>>>>>
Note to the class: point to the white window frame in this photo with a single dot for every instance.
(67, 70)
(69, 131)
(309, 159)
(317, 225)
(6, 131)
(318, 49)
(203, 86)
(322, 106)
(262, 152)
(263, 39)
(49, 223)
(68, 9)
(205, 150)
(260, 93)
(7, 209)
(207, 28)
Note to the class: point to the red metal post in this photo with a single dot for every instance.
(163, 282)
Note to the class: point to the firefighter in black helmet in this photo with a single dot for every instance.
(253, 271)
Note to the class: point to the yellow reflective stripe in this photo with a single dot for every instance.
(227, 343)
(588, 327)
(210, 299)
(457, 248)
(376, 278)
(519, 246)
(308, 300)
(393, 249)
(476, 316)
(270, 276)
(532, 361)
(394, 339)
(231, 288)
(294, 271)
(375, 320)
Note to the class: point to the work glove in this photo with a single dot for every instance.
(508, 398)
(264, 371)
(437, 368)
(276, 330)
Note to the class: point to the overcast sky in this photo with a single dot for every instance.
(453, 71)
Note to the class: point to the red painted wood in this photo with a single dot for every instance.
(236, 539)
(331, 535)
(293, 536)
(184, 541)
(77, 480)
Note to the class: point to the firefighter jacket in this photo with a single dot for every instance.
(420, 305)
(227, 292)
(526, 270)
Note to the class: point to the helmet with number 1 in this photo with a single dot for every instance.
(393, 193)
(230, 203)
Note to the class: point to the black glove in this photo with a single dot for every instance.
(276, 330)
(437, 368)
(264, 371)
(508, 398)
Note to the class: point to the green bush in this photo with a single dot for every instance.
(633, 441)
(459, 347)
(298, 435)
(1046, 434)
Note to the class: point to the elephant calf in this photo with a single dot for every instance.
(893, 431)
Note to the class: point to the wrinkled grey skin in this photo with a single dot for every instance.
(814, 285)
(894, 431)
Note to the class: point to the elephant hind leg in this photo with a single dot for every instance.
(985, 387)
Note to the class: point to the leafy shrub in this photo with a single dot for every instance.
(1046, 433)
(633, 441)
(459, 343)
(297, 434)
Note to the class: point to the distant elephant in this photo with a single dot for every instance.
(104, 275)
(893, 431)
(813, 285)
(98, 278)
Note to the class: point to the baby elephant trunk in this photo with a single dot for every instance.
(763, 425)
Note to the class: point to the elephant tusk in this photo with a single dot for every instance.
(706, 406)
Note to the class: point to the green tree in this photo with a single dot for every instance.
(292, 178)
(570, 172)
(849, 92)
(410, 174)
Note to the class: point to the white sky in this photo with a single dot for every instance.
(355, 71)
<<<<<
>>>>>
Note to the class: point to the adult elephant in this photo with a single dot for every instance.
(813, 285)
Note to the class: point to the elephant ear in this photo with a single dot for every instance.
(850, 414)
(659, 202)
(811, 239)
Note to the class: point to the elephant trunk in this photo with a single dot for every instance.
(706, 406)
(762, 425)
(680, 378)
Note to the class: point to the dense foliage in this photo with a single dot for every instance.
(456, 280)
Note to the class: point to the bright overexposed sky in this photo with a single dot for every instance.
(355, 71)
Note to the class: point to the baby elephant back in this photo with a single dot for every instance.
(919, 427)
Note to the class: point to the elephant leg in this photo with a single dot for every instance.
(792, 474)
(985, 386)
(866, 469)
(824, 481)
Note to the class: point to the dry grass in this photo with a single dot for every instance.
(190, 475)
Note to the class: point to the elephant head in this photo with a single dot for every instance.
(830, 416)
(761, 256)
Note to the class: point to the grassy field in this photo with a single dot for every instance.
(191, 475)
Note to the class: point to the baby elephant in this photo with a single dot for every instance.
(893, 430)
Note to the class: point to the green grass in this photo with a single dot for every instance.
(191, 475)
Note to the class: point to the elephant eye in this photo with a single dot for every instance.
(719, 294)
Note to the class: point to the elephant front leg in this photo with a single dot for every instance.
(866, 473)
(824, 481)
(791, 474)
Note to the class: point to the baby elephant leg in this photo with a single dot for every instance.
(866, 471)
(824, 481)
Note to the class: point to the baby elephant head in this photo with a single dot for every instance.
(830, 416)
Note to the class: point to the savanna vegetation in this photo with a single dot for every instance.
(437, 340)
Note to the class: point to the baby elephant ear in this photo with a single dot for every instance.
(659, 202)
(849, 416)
<<<<<
> DO THIS
Pull out each line in the records above that contains the word "trunk", and copy those lines. Case matters, so a line that has the word only with different capitalization does not count.

> SOLVED EXERCISE
Note to the class: point to the baby elephant trunk in this photo with a single dot for every instance.
Note to the class: point to the elephant trunk in this photo with a single dot for every instance.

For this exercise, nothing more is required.